Tasks to carry out ->
**1.** From the IOPS passage, list each figure that it says applications commonly have during development.
**2.** According to the IOPS passage, what does IOPS stand for?
**3.** Condense the paragraph of the IOPS passage that begins "Depending on application timeout settings" into a short bulleted list that keeps its main facts.

Excerpted passage ->
-*-

Having enough IOPS

IOPS stands for Input/Output Operations Per Second. Essentially, this describes how many operations a device can perform per second before it should be considered saturated. If a device is saturated, further requests must wait until the device has spare bandwidth. A server overwhelmed with requests can amount to seconds, minutes, or even hours of delayed results.

Depending on application timeout settings and user patience, a device with low IOPS appears as a bottleneck that reduces both system responsiveness and the perception of quality. A database with insufficient IOPS to service queries in a timely manner is unavailable for all intents and purposes. It doesn't matter if PostgreSQL is still available and serving results in this scenario, as its availability has already suffered. We are trying to build a highly-available database. To do so, we need to build a server with enough performance to survive daily operation. In addition, we must overprovision for unexpected surges in popularity, and account for future storage and throughput needs based on monthly increases in storage utilization.

Getting ready

This process is more of a thought experiment. We will present some very rough estimates of IO performance for many different disk types. For each, we should increment entries in our hardware spreadsheet based on perceived need.

The main things we will need for this process are numbers. During development, applications commonly have a goal, expected client count, table count, estimated growth rates, and so on. Even if we have to guess for many of these, they will all contribute to our IOPS requirements. Have these numbers ready, even if they're simply guesses.

If the application already exists on a development or stage environment, try to get the development or QA team to run operational tests. This is a great opportunity to gather statistics before choosing potential production hardware.

How to do it...

-*-

Stored data ->
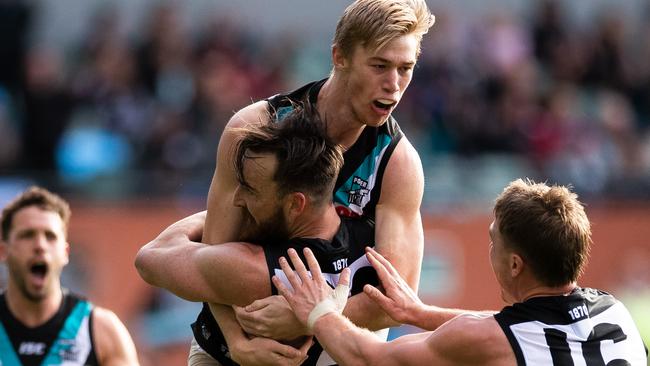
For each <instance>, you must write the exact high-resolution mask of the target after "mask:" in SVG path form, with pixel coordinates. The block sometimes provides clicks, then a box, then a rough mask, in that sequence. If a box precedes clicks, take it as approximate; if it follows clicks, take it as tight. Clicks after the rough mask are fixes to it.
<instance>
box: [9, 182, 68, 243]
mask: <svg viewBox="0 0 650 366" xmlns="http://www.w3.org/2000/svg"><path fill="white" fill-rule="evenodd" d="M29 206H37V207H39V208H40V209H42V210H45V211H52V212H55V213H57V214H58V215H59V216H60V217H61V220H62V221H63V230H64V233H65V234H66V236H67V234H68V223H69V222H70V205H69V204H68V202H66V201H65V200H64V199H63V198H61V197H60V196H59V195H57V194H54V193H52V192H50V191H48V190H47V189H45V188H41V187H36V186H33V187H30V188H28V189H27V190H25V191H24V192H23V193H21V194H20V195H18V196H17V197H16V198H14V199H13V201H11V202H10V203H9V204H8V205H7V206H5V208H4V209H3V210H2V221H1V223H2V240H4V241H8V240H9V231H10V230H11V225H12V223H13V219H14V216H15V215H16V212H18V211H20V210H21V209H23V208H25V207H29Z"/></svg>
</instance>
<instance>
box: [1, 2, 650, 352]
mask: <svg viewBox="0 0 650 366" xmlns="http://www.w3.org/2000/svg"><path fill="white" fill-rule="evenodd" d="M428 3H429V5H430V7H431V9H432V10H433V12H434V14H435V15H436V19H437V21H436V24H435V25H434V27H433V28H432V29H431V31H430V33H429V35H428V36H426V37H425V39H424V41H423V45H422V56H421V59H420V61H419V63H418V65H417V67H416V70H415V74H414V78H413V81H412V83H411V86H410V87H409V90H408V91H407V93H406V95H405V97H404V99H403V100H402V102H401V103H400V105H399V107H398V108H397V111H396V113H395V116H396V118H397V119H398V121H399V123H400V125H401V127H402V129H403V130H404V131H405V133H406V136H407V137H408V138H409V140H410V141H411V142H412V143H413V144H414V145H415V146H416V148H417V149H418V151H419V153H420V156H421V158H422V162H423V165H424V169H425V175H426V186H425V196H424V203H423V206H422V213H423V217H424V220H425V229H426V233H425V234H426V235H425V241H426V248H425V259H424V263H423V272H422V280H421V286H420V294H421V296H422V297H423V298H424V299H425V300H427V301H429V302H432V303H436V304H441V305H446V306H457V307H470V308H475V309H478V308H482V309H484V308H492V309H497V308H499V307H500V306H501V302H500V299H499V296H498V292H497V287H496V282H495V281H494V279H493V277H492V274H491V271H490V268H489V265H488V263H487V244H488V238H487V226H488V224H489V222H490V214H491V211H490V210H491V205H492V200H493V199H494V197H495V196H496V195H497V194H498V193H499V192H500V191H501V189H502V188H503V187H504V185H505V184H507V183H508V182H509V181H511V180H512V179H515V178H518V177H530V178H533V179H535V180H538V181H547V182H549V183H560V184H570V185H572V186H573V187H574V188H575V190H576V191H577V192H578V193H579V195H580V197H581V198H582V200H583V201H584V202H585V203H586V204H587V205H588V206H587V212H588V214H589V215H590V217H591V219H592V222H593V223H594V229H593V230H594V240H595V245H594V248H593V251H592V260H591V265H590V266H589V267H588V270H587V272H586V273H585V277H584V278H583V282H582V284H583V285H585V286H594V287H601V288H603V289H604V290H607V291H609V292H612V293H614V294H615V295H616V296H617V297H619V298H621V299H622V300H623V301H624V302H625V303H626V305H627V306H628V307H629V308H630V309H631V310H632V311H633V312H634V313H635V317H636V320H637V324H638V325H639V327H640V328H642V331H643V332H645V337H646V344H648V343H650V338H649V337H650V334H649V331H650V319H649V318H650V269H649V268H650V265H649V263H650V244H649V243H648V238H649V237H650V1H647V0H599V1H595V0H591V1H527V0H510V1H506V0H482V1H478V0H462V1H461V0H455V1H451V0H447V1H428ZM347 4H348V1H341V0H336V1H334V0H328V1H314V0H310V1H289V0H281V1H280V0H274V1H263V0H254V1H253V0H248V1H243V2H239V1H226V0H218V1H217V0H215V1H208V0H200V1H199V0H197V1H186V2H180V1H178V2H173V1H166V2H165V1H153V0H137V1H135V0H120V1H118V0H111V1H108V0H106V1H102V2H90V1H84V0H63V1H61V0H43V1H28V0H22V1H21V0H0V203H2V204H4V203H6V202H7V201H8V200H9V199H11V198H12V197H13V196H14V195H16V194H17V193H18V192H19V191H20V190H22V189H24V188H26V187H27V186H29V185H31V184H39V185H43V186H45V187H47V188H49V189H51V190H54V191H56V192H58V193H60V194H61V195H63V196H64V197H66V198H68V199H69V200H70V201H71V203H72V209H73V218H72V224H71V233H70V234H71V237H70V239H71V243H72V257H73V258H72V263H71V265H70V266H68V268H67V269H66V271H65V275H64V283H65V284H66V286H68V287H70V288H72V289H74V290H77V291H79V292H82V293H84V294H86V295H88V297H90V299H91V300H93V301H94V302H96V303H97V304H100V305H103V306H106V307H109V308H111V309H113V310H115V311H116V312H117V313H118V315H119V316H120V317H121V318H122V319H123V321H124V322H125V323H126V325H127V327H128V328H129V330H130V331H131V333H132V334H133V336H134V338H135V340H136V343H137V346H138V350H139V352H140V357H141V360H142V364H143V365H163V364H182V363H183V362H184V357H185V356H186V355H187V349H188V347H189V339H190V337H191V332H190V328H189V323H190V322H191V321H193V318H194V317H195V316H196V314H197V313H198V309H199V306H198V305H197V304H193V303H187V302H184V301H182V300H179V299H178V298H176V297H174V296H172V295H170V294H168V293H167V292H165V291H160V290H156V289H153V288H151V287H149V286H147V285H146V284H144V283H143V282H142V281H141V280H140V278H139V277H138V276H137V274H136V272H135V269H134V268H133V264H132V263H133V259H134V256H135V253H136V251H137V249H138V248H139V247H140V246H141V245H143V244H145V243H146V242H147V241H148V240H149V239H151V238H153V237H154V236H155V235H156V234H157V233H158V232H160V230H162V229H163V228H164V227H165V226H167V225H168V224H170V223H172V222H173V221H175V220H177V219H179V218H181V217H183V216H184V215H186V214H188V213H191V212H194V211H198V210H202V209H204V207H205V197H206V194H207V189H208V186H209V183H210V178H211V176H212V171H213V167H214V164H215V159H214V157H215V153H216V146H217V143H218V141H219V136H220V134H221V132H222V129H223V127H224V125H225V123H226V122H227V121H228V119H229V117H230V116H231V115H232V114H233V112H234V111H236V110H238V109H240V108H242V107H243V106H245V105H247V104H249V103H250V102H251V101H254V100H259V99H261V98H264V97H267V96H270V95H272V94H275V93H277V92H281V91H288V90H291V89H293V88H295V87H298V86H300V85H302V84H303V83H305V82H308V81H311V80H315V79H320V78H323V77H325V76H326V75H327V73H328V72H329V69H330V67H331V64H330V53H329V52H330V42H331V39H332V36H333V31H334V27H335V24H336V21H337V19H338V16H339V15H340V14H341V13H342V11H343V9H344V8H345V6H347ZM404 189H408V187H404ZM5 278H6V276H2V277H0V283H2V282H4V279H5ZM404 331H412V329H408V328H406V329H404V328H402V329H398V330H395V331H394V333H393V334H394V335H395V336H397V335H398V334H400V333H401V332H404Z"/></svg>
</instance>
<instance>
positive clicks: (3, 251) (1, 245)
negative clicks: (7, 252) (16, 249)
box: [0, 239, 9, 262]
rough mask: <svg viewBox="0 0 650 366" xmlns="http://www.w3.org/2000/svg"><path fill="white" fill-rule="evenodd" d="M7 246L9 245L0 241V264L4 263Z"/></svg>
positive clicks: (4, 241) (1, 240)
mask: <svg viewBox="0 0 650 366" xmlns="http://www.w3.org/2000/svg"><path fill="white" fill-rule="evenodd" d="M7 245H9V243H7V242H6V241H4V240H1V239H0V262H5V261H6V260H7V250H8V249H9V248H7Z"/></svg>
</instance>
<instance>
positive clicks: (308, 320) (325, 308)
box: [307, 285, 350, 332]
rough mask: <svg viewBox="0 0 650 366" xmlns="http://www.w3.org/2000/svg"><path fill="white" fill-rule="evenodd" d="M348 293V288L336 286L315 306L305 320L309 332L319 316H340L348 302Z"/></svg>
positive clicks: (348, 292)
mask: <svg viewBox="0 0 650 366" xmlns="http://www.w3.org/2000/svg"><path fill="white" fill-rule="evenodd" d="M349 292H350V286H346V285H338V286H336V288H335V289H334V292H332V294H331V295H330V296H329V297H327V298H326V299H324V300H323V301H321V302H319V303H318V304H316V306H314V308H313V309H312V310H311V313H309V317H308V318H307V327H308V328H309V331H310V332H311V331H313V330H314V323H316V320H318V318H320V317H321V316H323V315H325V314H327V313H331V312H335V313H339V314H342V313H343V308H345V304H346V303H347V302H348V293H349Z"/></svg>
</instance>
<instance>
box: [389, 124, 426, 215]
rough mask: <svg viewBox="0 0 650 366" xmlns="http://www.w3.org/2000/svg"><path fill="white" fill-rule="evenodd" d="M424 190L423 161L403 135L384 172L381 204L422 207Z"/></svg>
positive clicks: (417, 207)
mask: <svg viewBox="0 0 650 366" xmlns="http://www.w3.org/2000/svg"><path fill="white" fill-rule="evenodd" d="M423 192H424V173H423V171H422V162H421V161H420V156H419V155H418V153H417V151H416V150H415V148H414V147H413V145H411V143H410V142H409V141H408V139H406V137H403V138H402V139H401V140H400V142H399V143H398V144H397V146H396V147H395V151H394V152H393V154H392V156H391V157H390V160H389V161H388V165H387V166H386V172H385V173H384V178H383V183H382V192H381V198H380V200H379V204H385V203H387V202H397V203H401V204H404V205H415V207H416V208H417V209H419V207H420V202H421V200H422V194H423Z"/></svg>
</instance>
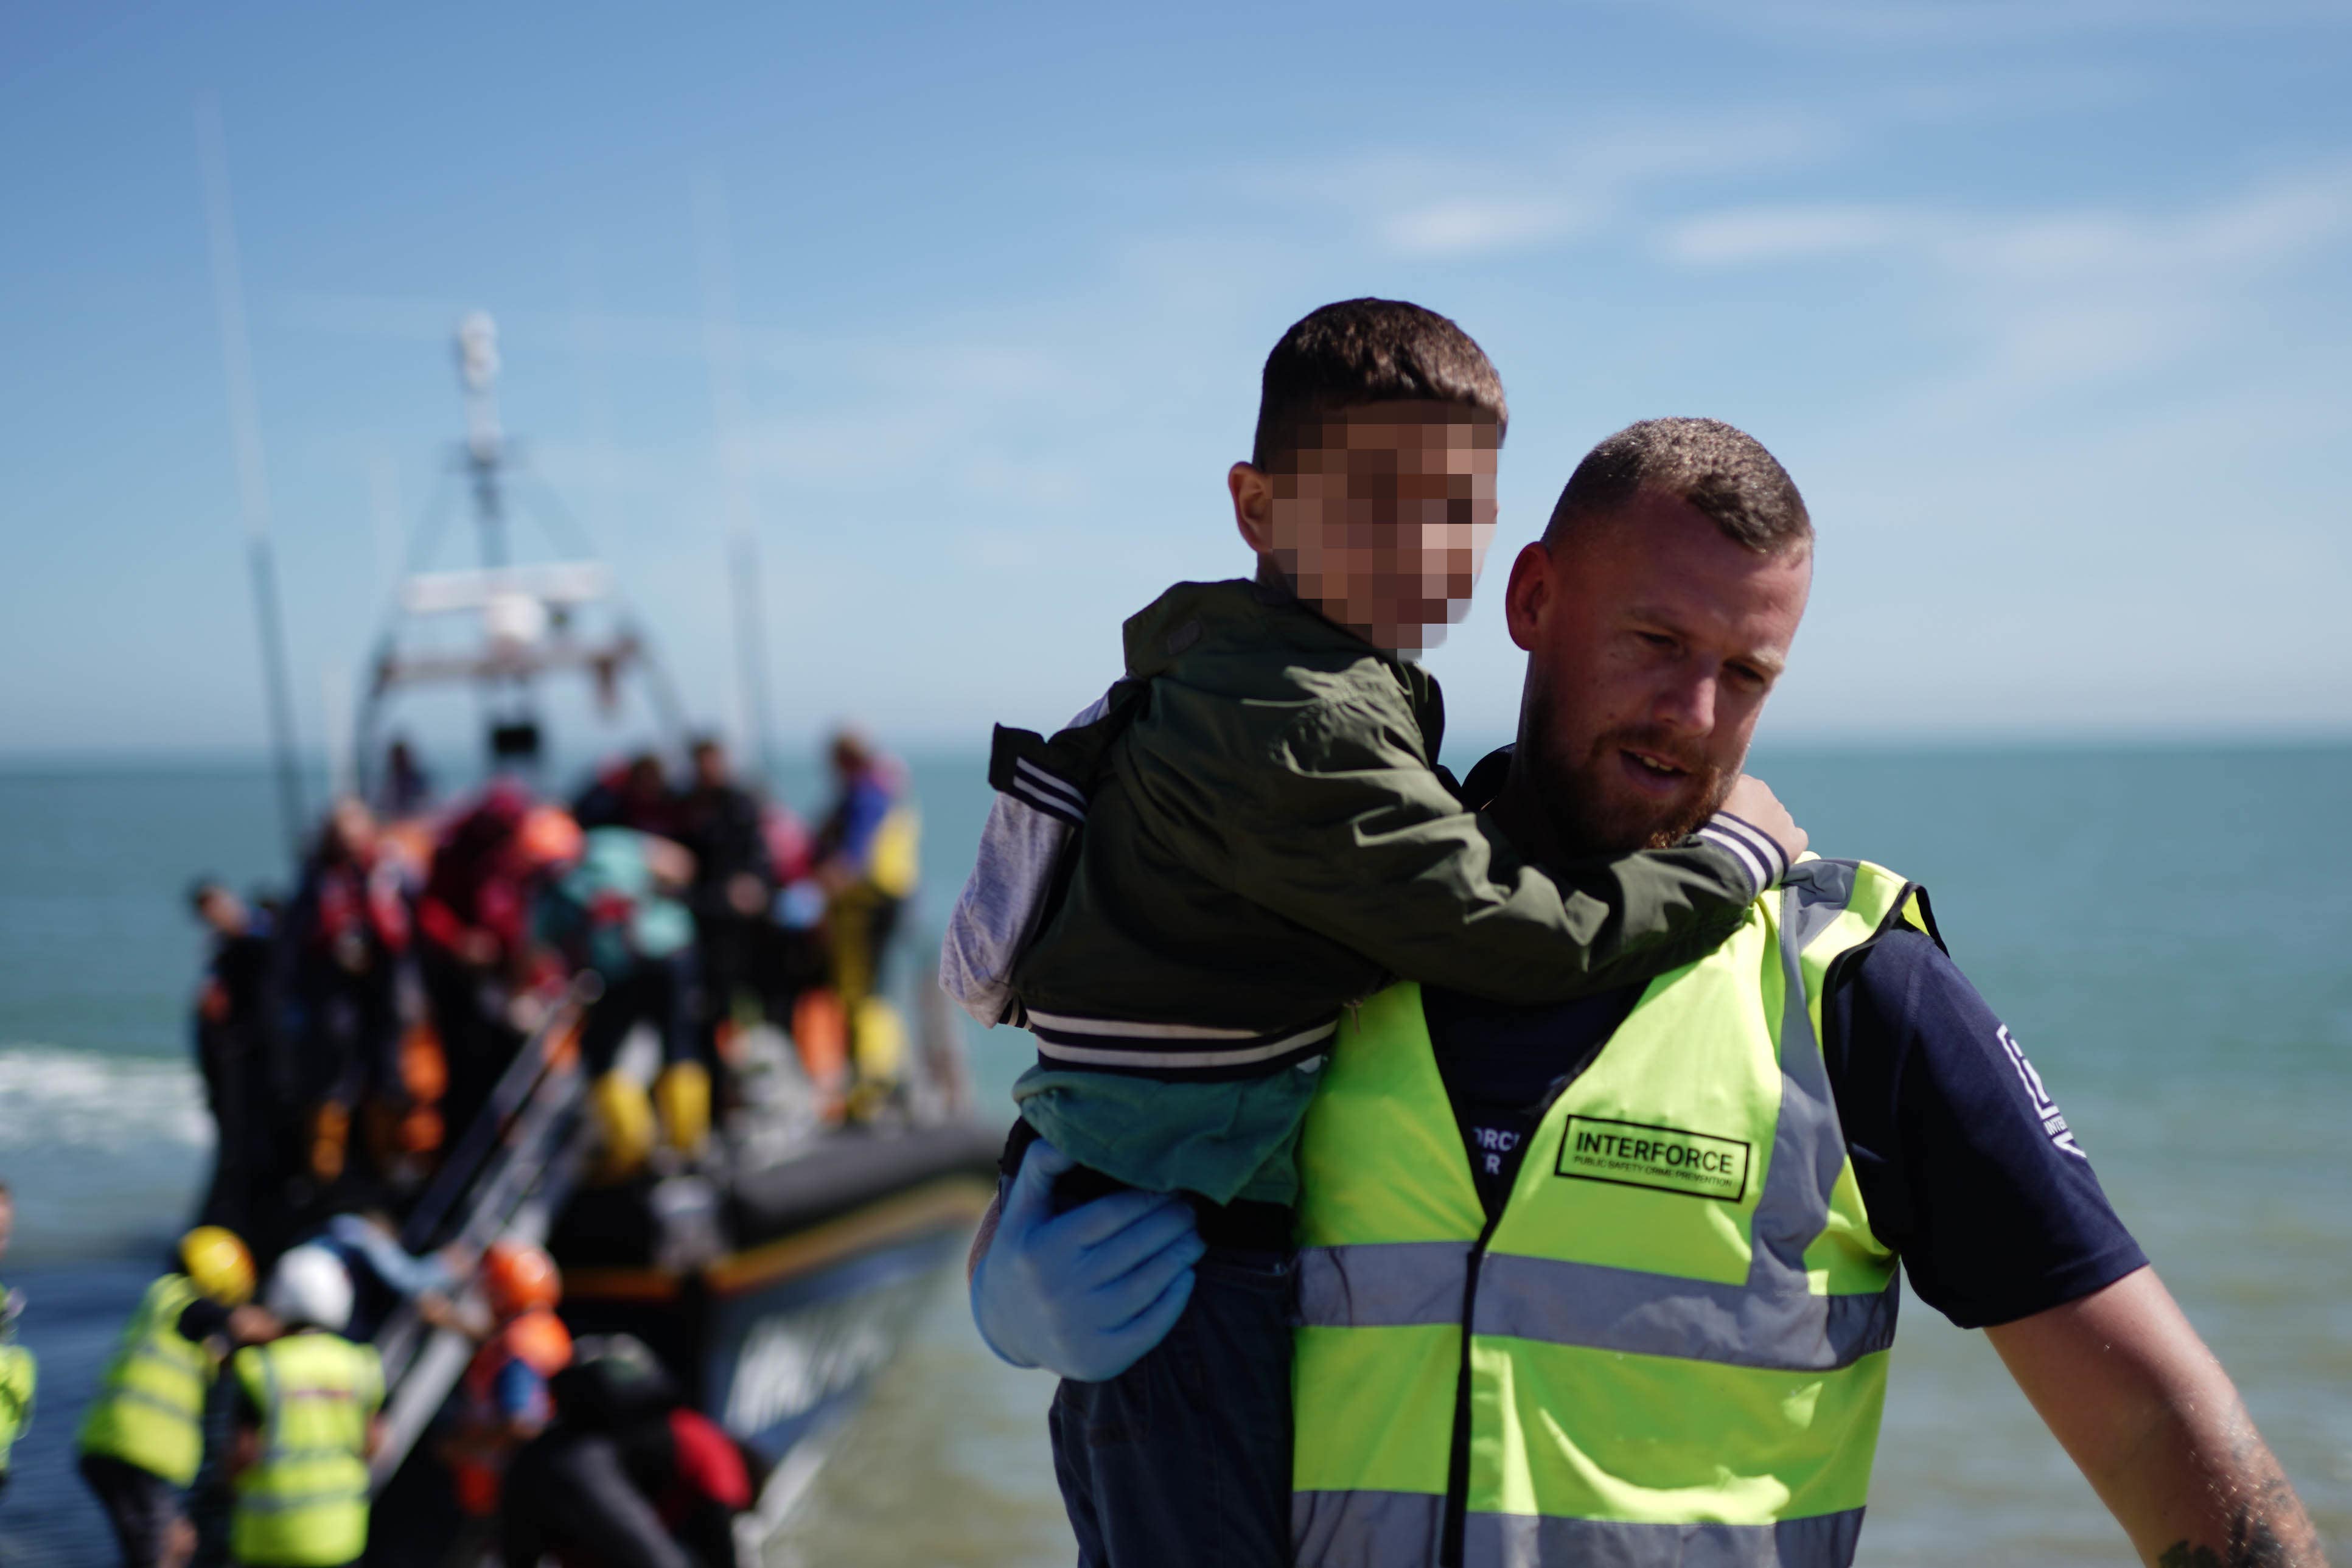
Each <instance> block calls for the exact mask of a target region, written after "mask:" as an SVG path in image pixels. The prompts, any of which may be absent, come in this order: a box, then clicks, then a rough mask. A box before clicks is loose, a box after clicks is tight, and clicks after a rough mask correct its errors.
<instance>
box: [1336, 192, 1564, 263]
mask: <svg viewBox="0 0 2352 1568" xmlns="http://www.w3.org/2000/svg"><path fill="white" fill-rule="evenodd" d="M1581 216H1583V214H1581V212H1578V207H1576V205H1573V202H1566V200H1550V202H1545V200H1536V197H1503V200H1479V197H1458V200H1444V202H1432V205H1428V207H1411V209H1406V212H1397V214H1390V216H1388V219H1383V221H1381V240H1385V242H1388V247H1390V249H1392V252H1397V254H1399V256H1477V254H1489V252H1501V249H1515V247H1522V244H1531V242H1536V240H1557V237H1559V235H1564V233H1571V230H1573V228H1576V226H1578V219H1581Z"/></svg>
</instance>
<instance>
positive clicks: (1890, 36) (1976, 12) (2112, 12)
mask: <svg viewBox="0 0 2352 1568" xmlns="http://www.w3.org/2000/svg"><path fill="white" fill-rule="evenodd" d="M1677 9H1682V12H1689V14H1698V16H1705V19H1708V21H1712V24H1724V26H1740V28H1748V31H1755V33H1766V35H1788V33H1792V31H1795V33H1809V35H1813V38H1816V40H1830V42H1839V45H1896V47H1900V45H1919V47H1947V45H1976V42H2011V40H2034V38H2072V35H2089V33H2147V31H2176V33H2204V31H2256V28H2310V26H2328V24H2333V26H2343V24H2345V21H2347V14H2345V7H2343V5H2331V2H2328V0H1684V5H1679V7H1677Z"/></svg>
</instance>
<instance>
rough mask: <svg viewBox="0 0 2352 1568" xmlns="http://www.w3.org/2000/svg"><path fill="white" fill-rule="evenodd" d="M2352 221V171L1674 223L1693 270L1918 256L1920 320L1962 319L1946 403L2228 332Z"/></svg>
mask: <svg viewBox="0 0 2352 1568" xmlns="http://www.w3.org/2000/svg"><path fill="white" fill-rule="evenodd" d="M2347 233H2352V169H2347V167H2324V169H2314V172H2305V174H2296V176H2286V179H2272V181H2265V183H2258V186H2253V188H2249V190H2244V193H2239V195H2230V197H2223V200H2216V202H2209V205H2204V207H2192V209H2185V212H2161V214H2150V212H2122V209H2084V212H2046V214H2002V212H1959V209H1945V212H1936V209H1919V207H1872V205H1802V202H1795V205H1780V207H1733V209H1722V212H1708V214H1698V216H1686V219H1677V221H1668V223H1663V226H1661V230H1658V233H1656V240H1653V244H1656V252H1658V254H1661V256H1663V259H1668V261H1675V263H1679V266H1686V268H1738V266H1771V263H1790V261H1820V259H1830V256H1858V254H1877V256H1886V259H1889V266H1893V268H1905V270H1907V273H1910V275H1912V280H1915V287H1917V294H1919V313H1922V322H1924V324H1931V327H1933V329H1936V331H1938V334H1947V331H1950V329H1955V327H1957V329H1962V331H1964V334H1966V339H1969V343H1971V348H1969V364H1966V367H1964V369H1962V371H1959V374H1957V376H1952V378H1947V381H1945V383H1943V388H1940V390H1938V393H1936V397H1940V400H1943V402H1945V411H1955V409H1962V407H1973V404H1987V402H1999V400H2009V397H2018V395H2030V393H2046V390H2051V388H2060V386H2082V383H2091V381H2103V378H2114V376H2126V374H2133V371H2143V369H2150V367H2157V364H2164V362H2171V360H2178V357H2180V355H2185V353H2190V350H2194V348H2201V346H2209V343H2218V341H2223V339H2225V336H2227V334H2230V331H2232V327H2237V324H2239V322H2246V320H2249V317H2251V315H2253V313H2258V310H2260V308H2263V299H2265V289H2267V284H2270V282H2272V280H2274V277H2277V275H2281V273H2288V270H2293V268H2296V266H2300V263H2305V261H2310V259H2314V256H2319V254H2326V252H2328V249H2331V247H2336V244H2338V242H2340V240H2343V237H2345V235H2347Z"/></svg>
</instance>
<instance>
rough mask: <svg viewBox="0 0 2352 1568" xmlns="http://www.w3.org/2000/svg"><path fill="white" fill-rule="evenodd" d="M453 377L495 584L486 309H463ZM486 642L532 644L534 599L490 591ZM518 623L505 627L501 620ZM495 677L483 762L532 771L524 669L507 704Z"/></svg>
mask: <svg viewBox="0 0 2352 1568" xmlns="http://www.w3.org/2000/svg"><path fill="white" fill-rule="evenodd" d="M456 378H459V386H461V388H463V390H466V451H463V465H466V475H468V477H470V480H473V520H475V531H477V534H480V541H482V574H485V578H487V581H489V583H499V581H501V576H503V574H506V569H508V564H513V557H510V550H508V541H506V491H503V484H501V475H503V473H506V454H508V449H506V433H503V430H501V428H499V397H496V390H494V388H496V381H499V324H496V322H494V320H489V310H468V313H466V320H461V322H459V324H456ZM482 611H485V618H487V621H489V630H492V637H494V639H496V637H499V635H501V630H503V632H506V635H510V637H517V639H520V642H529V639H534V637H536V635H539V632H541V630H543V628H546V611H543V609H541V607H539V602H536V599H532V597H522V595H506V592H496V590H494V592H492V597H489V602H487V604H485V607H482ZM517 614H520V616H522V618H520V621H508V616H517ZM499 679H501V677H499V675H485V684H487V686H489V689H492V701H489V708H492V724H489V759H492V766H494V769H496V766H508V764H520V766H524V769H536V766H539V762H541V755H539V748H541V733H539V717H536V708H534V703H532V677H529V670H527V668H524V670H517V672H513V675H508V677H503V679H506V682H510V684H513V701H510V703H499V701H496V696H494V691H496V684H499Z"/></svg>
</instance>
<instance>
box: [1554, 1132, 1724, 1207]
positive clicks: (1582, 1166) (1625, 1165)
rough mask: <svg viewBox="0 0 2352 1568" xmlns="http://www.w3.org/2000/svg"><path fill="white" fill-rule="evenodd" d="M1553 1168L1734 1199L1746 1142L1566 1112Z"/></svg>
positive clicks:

-*-

Solved problems ->
**1.**
- A goal
- Expected client count
- Table count
- Estimated growth rates

**2.** Input/Output Operations Per Second.

**3.**
- A device with low IOPS becomes a bottleneck that reduces system responsiveness and perceived quality.
- A database without enough IOPS to answer queries in time is effectively unavailable, even if PostgreSQL is still running and serving results.
- A highly-available database needs a server with enough performance for daily operation.
- The server must also be overprovisioned for unexpected surges in popularity.
- It must account for future storage and throughput needs based on monthly increases in storage utilization.